__Exercise requirements__.
Starting with the line that holds "pin: ground crew" and running through the end of the items, both ends included, set those lines out as a numbered list, leaving out any blank lines.

__Excerpts of location labeling data__.
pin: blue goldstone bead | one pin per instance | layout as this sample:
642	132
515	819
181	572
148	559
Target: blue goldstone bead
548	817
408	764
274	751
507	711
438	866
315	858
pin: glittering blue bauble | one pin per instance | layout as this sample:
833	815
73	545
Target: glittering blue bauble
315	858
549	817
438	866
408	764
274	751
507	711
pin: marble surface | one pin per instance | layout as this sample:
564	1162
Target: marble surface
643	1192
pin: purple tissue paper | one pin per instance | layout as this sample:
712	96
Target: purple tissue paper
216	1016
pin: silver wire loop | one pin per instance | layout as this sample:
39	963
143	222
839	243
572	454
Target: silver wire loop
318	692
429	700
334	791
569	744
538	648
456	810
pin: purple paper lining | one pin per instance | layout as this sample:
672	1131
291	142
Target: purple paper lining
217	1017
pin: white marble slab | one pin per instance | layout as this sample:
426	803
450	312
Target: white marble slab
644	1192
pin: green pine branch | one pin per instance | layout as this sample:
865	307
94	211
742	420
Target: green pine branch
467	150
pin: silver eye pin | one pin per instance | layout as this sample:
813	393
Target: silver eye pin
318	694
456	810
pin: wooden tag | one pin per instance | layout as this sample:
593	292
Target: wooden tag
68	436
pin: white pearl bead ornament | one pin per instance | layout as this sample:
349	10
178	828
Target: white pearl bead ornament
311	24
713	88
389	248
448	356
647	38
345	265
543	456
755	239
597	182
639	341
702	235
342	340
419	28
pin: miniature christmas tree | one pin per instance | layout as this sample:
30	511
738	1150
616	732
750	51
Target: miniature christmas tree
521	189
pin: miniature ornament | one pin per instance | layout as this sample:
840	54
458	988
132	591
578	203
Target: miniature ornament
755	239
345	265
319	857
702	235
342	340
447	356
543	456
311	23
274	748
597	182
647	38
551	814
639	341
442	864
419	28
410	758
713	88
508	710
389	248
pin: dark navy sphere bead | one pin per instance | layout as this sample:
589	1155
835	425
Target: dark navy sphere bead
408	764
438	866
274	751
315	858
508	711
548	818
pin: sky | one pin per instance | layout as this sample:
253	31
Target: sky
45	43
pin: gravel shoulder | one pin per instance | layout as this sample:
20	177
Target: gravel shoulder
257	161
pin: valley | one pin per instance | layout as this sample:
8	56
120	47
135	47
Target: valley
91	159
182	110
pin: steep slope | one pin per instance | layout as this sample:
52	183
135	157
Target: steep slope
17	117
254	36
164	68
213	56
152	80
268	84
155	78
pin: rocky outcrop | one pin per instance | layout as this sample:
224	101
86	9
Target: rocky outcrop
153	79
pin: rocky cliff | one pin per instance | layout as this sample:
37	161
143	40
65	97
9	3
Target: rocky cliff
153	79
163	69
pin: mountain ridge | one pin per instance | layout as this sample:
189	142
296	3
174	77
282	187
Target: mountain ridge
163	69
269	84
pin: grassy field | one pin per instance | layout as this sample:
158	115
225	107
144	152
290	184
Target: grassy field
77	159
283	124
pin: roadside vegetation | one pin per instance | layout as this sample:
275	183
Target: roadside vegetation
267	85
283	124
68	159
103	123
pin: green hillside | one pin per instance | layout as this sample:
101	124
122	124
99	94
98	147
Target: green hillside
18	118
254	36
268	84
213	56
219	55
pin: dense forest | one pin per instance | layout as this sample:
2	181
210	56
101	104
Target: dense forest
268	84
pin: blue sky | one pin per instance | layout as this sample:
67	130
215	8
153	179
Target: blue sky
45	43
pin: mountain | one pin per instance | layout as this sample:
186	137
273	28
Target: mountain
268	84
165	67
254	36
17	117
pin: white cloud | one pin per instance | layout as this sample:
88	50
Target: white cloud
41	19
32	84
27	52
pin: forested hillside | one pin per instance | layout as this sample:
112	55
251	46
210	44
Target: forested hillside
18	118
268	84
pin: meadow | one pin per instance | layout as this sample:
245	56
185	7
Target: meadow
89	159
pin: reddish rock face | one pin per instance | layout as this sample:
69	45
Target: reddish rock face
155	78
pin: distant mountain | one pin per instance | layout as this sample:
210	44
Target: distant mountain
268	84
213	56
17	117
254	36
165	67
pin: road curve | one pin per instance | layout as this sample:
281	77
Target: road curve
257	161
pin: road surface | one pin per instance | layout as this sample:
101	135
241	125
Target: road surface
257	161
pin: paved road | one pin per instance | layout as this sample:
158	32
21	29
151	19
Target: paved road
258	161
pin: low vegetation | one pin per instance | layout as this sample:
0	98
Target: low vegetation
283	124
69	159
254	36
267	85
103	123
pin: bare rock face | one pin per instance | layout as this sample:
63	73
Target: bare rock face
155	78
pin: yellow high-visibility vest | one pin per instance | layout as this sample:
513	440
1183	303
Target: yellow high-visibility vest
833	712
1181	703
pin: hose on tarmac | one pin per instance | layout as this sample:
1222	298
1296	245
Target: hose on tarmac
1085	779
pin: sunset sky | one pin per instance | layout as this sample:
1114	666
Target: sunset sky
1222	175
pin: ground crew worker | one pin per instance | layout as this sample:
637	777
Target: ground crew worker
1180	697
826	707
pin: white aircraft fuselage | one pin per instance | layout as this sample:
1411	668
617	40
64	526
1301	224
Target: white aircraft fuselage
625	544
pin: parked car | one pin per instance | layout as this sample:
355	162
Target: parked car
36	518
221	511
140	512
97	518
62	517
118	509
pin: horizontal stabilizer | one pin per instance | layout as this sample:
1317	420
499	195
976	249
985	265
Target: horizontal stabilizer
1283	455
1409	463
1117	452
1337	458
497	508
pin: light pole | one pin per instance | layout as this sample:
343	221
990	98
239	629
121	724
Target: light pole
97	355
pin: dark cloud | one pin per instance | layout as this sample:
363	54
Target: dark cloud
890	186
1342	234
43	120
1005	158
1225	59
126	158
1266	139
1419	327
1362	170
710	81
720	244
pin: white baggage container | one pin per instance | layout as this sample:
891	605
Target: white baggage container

__Correct response__.
1. pin: ground crew worker | one pin per instance | layout as this sample:
2. 637	777
3. Target: ground crew worker
4. 1180	697
5. 826	707
6. pin: white aircraft fuselage | one pin per instance | layout as this sample:
7. 1411	668
8. 617	40
9. 64	526
10. 1301	224
11. Target: white aircraft fuselage
12. 625	544
13. pin: parked car | one pin per instance | layout as this sample:
14. 355	162
15. Target: parked car
16. 36	518
17. 221	511
18. 140	512
19. 97	518
20. 62	517
21. 118	509
22. pin: horizontal stabilizer | one pin per instance | layout as this sample:
23. 1317	420
24. 499	195
25. 976	249
26. 985	265
27. Target: horizontal stabilizer
28. 1283	455
29. 1409	463
30. 1117	452
31. 1337	458
32. 497	508
33. pin: light pole | one pin per instance | layout as this sample:
34. 343	221
35. 990	98
36. 239	629
37. 121	724
38. Target: light pole
39. 97	355
40. pin: dark cloud | one pin per instance | layout as this sample:
41. 363	54
42. Target: dark cloud
43. 890	186
44. 1342	234
45. 43	120
46. 1005	158
47. 1225	59
48. 126	158
49. 1266	139
50. 1419	327
51. 1362	170
52. 710	81
53. 720	244
54. pin: white baggage container | one pin per instance | layout as this sample:
55. 891	605
56. Target: white baggage container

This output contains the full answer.